__WHAT YOU ARE ASKED TO DO__: Your task is to repeat the lines below exactly, excluding any pictures they contain.

__EXERCISE INPUT__:

---+---

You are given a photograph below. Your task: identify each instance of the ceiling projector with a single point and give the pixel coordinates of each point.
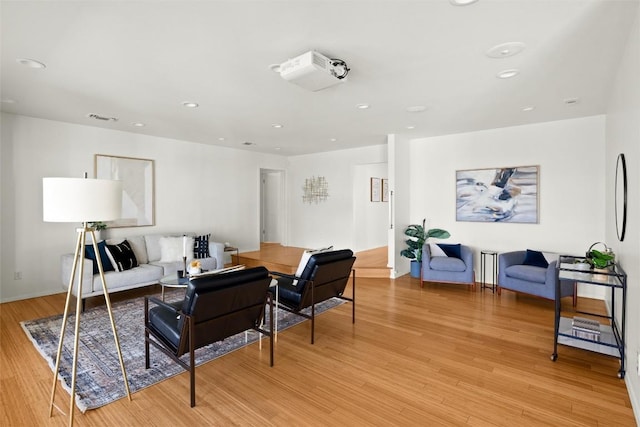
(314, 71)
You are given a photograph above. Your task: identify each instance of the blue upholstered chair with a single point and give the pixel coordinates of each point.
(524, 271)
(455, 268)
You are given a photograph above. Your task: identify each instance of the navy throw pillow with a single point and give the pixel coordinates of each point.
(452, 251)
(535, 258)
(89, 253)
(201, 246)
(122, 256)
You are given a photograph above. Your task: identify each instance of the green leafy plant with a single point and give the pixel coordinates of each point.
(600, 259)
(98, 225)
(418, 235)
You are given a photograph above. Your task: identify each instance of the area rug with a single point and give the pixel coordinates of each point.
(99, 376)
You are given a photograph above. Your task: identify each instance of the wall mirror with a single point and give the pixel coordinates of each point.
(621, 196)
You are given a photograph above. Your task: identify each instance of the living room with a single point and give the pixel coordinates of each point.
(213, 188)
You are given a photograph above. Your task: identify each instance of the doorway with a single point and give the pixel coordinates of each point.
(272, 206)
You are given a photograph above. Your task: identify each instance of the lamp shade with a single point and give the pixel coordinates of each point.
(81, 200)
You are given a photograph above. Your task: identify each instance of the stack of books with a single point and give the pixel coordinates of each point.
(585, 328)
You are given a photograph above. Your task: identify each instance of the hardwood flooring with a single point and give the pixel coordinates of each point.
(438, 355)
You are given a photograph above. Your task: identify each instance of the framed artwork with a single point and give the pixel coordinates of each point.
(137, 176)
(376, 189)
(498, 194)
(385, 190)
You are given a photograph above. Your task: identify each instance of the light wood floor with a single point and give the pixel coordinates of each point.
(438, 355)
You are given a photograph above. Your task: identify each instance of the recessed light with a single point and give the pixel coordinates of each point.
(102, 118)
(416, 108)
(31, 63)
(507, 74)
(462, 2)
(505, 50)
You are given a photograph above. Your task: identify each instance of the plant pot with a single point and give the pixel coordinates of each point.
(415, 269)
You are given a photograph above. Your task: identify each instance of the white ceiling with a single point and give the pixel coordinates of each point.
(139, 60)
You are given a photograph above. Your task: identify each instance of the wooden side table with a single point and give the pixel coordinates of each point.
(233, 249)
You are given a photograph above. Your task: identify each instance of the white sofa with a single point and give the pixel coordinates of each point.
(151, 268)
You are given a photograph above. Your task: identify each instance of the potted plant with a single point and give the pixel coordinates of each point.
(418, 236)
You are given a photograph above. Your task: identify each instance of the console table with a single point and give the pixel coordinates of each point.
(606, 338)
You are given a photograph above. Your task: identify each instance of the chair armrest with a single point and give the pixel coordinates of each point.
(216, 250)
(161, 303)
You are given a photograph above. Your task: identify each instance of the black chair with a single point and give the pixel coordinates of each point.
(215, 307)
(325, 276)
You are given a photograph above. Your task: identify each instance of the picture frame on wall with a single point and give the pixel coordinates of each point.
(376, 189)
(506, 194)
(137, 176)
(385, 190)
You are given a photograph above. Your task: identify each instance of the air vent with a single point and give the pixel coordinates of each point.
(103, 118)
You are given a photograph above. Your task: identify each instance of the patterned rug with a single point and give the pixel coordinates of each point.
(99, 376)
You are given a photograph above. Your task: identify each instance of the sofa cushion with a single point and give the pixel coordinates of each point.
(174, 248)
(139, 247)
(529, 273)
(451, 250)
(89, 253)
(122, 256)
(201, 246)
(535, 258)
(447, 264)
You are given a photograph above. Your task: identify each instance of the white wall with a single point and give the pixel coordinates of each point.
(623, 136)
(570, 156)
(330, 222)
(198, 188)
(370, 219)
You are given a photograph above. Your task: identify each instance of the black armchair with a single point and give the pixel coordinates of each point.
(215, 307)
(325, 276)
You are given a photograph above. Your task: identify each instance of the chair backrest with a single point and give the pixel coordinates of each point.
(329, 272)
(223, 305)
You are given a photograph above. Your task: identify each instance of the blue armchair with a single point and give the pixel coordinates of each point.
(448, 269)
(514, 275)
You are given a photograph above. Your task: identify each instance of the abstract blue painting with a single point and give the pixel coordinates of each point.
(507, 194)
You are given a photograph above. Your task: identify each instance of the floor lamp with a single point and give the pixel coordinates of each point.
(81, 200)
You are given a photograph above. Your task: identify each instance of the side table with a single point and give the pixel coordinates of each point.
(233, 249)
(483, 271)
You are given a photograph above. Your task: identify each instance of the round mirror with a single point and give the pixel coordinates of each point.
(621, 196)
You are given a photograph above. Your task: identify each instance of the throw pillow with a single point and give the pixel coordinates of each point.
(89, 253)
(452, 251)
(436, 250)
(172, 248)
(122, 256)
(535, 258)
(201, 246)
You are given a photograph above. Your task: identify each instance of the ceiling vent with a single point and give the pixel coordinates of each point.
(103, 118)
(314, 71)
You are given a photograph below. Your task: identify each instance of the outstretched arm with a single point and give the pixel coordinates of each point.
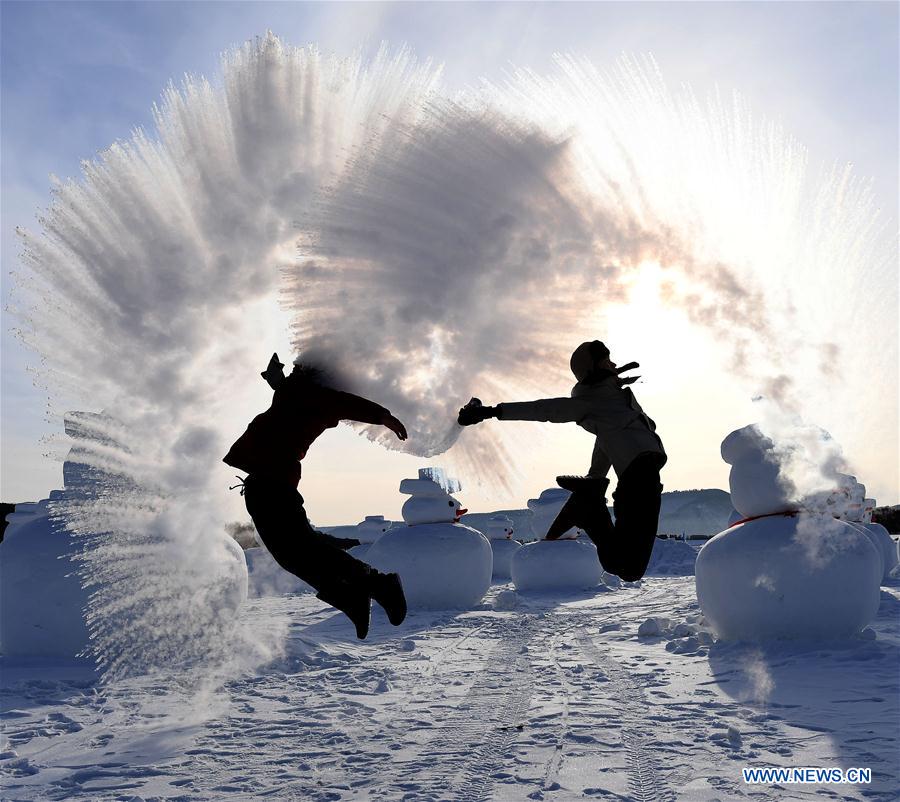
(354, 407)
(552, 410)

---+---

__EXPECTED ANSWER__:
You are given a photograph below. Your task: identify each instance of the ceiling projector with a single point and give the pixel coordinates of each point.
(314, 71)
You are given a photograph above. Your task: identify each instance of the blue upholstered chair with a single point and give the pixel coordinates of each point.
(524, 271)
(455, 268)
You are given a photograph above. Your task: identify each instance of the navy throw pillow with a single point and give the pixel coordinates of each point.
(452, 251)
(535, 258)
(89, 253)
(201, 246)
(122, 256)
You are given a photograph above. Your task: identify each instance of the green leafy plant with a single point and give the pixel coordinates of each point.
(600, 259)
(98, 225)
(418, 235)
You are given a photograph above. Your task: identify each instance of the area rug with a single point and give the pixel coordinates of each point.
(99, 376)
You are given a photograph above. Your task: identify each instance of the wall mirror with a single point and give the pixel coordinates of each point.
(621, 196)
You are given a photograph above. Your task: identify each instance of the living room with a single point and give the pixel coordinates of each point.
(213, 188)
You are given a photograph above. Your task: identify each instance of the doorway with a single point and give the pixel coordinates of each point.
(272, 206)
You are given a photograph above. Your task: identify each instance of the lamp shade with a single point and give the pixel coordinates of each point.
(81, 200)
You are given a photograph above. Your task: identify each instance of the stack of books with a single point and give the pixel coordinates of each point.
(585, 328)
You are given a photograph above. Your task: identify each instance of the hardwood flooring with a single point and give the pixel coordinates of each point.
(438, 355)
You are given a photograph above. Your task: identify each instance of the framed artwork with a single point and give the pixel coordinates of each point.
(137, 176)
(376, 189)
(498, 194)
(385, 190)
You are given a photograph above. Your task: identify each instance of the light wood floor with a single point and give the pixel coordinates of each point.
(438, 355)
You are given a photograph above. Your task: identify each instance of the recessed light with a single point and give the pixel coordinates of each point.
(102, 118)
(416, 108)
(31, 63)
(507, 74)
(462, 2)
(505, 50)
You are given a photograph above. Your task: identify each instance of the plant pot with a single point and give the pixel coordinates of each point.
(415, 269)
You are given a photograph above. Your task: identify each instance of the white ceiling with a single point and give the pixel coordinates of each point.
(139, 60)
You are given a photograph above. Your task: identify each instance of the wooden side table with a single point and give the pixel coordinates of each point.
(233, 249)
You are given a photograph above. Your task: identify each instance of the white sofa with a single point and give the pixel coordinates of each point.
(151, 268)
You are given a photograph above. Your task: identify each instance of the potted plant with a single point and give the pixel coordinates of each point.
(418, 236)
You are given a photograph above. Your task: identify each instance of the console table with a single point and give the pixel coordinates of each point.
(606, 338)
You are given a photograph above. Your task: identify each instance of the chair armrest with a single point and give the pixel coordinates of each point.
(216, 250)
(161, 303)
You are given a photograph above. Your task: identify each instance of the black chair with a single point and give the pixel coordinates of each point.
(215, 307)
(325, 276)
You are given a photograph above. Your task: identify each instance of the picture frame on wall with a single point and give the pixel coordinates of each point.
(376, 189)
(506, 194)
(137, 176)
(385, 190)
You are given a photograph above. Your task: identify each instance of the air vent with a single point and give the pixel coordinates of each point.
(103, 118)
You are given a photograph above. Your task: identify each instance of the patterned rug with a single point and give the pixel coordinates of each point.
(99, 376)
You are given a photograph above. Your task: identify each instance of the sofa cushion with a single point and give the pixel coordinates of each point.
(174, 248)
(139, 247)
(529, 273)
(451, 250)
(89, 253)
(122, 256)
(201, 246)
(535, 258)
(447, 264)
You are given a photograph above. Your task: identify each instance of the white wall with a single point and give the pixel coordinates of each point.
(623, 136)
(570, 156)
(330, 222)
(198, 188)
(370, 219)
You are given a photograph above. Your task: identify each instance of the black armchair with a single point and give the pixel coordinates of each point.
(215, 307)
(325, 276)
You are given a photograph above. Your task: identify each instance of the chair backrest with a single point and give the pixel coordinates of each point.
(329, 272)
(223, 305)
You are given a photograph above. Your task: identify each instance of the blue armchair with a single point and give the pixel coordinates of each point.
(448, 269)
(514, 275)
You are given a photograph above. Your task: identify each instance of the abstract blue painting with a single point and give the pixel coordinates of each point.
(507, 194)
You are given a photograph above. Your task: identify each instance of the floor lamp with a single point and give the pixel coordinates of each point.
(81, 200)
You are given a photograph above. Your task: identify each instance of the side table with a single point and give the pixel coordinates of each point.
(233, 249)
(483, 271)
You are given a photograph above. Your task: identify each instance of the round mirror with a single point and give the pixel coordinates of each point.
(621, 196)
You are given a photograph above. Your task: identify each instance of the throw pillow with a single point and give the pixel coordinates of each point.
(89, 253)
(452, 251)
(436, 250)
(172, 248)
(122, 256)
(535, 258)
(201, 246)
You are given a photograph above. Your task: identify each instance of the ceiling vent with a single point and give the pixel coordinates of each point.
(103, 118)
(314, 71)
You are given a photograph below. Your task: identify each instance of the outstretched arm with a single point and give the pixel coordinates of each point.
(354, 407)
(552, 410)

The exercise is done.